### Your task
Please name the modern asynchronous I/O API that the lecture description mentions.

### Excerpt
= = = =

Speaker
Description
Abstract
I/O bottlenecks are often the hidden performance killers in HEP data analysis, yet many scientists lack a deep understanding of how storage systems actually work. This lecture demystifies the complete I/O stack (from application code to physical storage) and introduces both classical and modern techniques for optimal performance. We’ll explore fundamental concepts (buffered I/O, direct I/O, mmap), diagnose real bottlenecks using Linux tools, and cover network I/O patterns critical for Grid jobs. The session culminates with modern asynchronous I/O APIs like io_uring that are revolutionizing high-performance computing. Participants will leave with practical skills to optimize their analysis workflows and a solid foundation for future learning.
Topics
Fundamentals and Diagnosis
- I/O stack and core concepts
- Diagnosing I/O performance problems
- Optimization strategies for local storage
Network I/O, Frameworks, and Modern APIs
- Network I/O for Grid Computing
- Modern Asynchronous I/O APIs
- Quick reference for common HEP scenarios
Hands-On Session (examples)
- Profile and diagnose I/O bottlenecks in analysis code
- Optimize ROOT analysis workflow
- Build simple async storage system with io_uring
| Number of lecture hours | 2 |
|---|---|
| Number of exercise hours | 1 |
| Attended school | tCSC 2024 Heterogenous Architectures (Belgrade) |

= = = =

### Entries shown
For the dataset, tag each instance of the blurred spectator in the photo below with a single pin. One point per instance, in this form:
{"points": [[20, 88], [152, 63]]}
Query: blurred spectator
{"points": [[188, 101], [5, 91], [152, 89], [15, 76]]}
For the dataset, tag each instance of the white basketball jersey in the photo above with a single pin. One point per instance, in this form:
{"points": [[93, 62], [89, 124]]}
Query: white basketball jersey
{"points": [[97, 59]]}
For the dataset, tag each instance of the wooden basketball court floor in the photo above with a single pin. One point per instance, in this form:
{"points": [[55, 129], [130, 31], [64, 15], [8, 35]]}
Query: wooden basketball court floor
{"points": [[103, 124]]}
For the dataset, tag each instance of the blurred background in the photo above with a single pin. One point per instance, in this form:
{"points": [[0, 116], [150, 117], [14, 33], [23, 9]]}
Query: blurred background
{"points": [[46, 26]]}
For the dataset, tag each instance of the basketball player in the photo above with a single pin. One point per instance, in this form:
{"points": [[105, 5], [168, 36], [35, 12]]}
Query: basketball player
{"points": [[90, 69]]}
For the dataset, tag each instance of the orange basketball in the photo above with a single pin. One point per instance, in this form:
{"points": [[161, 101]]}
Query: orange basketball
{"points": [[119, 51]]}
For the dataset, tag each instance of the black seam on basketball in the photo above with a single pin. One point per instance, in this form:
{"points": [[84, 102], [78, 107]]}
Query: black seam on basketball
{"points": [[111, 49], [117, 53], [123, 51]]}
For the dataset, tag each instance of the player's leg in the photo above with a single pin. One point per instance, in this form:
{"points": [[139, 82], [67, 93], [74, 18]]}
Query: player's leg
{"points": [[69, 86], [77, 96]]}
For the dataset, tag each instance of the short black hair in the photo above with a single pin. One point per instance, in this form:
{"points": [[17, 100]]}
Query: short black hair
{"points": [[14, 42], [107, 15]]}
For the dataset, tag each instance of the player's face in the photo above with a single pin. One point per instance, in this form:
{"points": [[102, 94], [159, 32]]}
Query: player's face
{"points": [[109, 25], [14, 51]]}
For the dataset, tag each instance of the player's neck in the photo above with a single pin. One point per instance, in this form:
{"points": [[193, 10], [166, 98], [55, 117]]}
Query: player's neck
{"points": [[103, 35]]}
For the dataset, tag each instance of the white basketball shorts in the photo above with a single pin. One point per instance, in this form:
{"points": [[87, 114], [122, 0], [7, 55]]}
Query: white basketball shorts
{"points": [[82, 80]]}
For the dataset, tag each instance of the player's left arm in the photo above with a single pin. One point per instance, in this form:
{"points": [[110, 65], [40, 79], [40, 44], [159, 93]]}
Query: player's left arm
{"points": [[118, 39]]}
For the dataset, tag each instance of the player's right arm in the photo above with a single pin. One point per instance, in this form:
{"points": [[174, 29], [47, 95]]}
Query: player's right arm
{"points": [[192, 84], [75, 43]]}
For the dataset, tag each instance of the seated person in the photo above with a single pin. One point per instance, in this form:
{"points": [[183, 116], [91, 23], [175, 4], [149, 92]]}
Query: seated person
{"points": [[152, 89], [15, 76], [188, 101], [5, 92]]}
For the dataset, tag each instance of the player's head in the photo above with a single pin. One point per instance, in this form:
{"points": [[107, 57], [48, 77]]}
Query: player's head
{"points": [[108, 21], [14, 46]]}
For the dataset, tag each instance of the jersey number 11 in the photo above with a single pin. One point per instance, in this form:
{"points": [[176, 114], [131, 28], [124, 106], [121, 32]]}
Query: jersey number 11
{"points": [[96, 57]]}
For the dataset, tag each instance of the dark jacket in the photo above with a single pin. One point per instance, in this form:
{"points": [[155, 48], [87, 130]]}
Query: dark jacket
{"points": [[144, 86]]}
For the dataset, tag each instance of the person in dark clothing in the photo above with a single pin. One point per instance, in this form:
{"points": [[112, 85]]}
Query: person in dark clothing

= = = =

### Task answer
io_uring